Entries from a dataset:
## begin
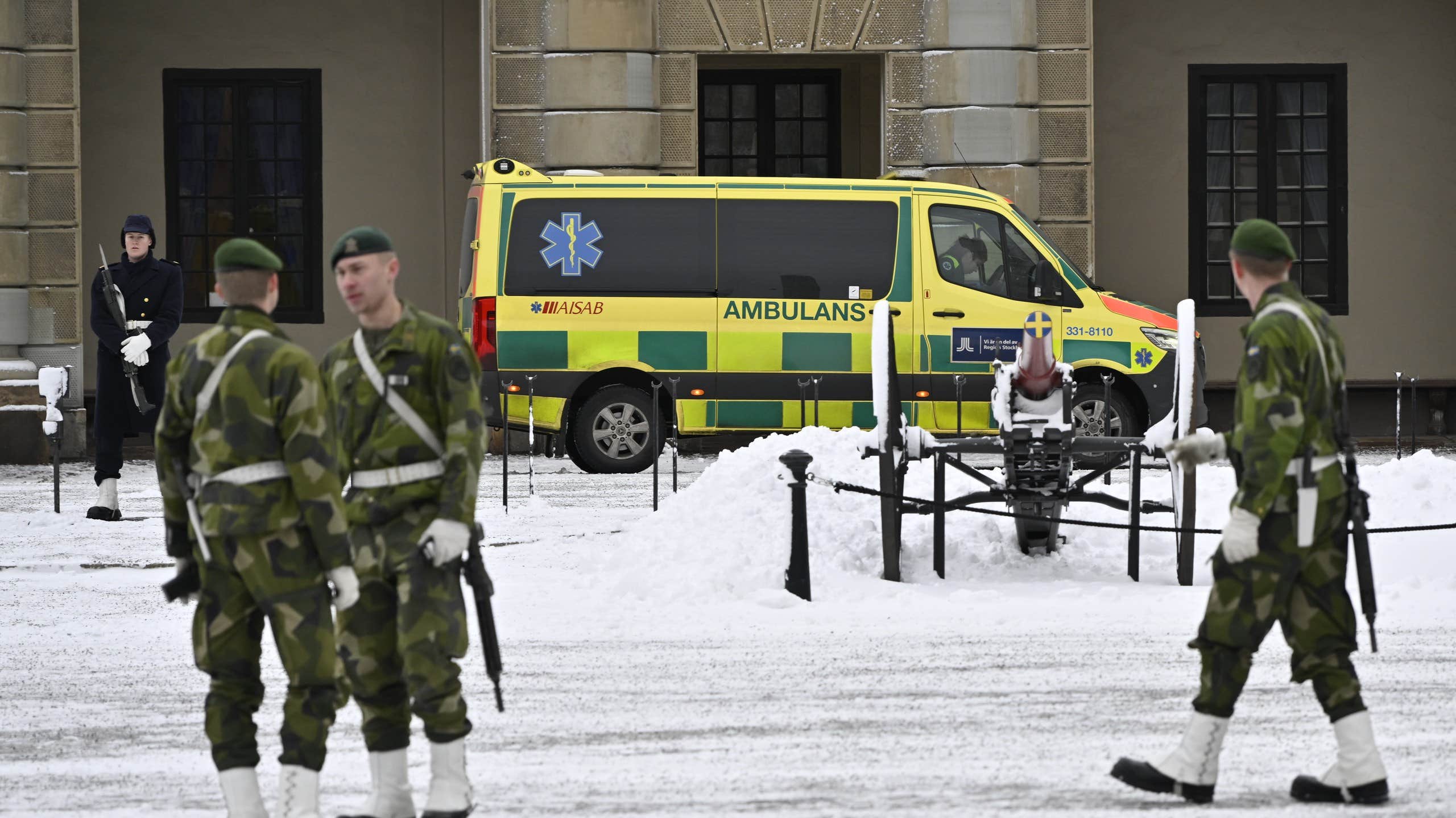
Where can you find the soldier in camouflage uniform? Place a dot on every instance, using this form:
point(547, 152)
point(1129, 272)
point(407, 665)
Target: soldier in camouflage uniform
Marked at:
point(245, 429)
point(1285, 548)
point(415, 465)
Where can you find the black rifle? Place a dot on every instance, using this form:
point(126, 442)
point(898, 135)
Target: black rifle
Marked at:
point(139, 396)
point(1359, 514)
point(482, 588)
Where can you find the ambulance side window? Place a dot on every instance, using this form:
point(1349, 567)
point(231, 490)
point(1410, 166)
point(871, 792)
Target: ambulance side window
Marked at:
point(982, 251)
point(805, 250)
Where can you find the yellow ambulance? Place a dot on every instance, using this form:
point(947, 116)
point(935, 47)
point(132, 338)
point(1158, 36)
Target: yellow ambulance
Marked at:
point(740, 296)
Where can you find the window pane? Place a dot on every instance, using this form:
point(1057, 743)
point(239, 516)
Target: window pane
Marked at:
point(816, 139)
point(290, 142)
point(1218, 99)
point(290, 216)
point(1219, 140)
point(219, 105)
point(1317, 206)
point(715, 102)
point(715, 139)
point(1246, 171)
point(643, 245)
point(261, 142)
point(1317, 134)
point(744, 139)
point(263, 217)
point(1286, 134)
point(1286, 206)
point(220, 216)
point(190, 104)
point(1317, 243)
point(190, 142)
point(1317, 280)
point(191, 178)
point(1317, 98)
point(290, 104)
point(1246, 99)
point(787, 99)
point(804, 250)
point(744, 102)
point(1246, 206)
point(1219, 243)
point(816, 99)
point(1286, 98)
point(290, 178)
point(1221, 210)
point(787, 139)
point(1246, 136)
point(1221, 281)
point(1315, 171)
point(1219, 171)
point(1288, 172)
point(193, 214)
point(259, 104)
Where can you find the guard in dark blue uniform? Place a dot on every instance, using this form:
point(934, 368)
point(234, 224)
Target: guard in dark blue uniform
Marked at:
point(150, 297)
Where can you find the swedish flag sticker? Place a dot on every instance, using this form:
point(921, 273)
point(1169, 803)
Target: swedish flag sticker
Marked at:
point(1039, 325)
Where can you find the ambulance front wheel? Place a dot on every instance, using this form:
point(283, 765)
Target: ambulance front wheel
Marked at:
point(612, 431)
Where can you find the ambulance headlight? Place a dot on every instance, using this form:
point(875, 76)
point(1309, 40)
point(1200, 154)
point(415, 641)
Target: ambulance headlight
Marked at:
point(1165, 339)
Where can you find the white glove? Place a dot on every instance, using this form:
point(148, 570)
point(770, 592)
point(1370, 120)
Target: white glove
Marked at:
point(1241, 536)
point(1203, 446)
point(134, 348)
point(346, 587)
point(445, 541)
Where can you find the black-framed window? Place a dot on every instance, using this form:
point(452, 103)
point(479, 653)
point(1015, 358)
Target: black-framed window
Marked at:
point(243, 159)
point(768, 124)
point(1267, 142)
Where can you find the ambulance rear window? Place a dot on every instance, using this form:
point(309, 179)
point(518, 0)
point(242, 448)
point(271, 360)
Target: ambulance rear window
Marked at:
point(805, 250)
point(610, 247)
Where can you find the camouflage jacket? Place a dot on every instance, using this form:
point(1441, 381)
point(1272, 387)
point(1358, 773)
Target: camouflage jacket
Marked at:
point(268, 406)
point(436, 372)
point(1285, 405)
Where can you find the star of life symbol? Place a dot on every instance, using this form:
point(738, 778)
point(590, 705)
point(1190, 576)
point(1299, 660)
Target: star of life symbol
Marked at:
point(571, 243)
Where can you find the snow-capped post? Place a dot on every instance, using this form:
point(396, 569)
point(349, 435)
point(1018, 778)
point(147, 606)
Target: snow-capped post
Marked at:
point(55, 383)
point(672, 392)
point(797, 578)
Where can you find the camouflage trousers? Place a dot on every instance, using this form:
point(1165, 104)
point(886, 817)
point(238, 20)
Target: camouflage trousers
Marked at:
point(401, 641)
point(276, 577)
point(1301, 588)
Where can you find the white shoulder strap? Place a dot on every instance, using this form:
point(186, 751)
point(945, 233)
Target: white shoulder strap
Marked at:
point(204, 399)
point(1279, 306)
point(398, 404)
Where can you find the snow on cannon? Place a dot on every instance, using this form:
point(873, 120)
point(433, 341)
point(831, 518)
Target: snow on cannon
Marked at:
point(1031, 405)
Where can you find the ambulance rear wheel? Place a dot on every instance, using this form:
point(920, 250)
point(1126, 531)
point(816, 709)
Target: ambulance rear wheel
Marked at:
point(612, 431)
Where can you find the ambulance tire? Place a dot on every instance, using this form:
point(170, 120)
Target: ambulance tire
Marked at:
point(628, 406)
point(1123, 421)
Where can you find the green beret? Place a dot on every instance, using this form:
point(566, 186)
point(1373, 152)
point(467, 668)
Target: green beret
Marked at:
point(1263, 239)
point(360, 242)
point(243, 254)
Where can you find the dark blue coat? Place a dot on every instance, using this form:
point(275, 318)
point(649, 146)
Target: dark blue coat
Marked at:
point(154, 292)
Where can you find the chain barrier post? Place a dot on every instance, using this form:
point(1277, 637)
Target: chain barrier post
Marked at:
point(797, 578)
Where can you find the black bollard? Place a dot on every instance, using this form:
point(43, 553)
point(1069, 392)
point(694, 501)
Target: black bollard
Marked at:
point(797, 578)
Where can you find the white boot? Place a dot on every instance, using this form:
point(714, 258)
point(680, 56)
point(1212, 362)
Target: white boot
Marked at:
point(297, 792)
point(241, 792)
point(1358, 775)
point(449, 788)
point(389, 794)
point(1196, 762)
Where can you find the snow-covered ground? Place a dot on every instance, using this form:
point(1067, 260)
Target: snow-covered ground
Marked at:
point(654, 666)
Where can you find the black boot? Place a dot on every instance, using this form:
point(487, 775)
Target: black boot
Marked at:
point(1143, 777)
## end
Your goal:
Output every line from the start of the entries through the line containing "point(415, 465)", inclusive, as a Markdown table with a Row column for the row number and a Line column for the line. Leave out blank lines and the pictures.

Final result:
| Row | Line |
|---|---|
| 1 | Where can you find the soldier in camouflage uniform? Place a dot on every instance, using this form: |
| 2 | point(547, 152) |
| 3 | point(1129, 272) |
| 4 | point(407, 665) |
| 5 | Target: soldier in camouflage uniform |
| 6 | Marked at: |
| 7 | point(245, 429) |
| 8 | point(1285, 548) |
| 9 | point(415, 465) |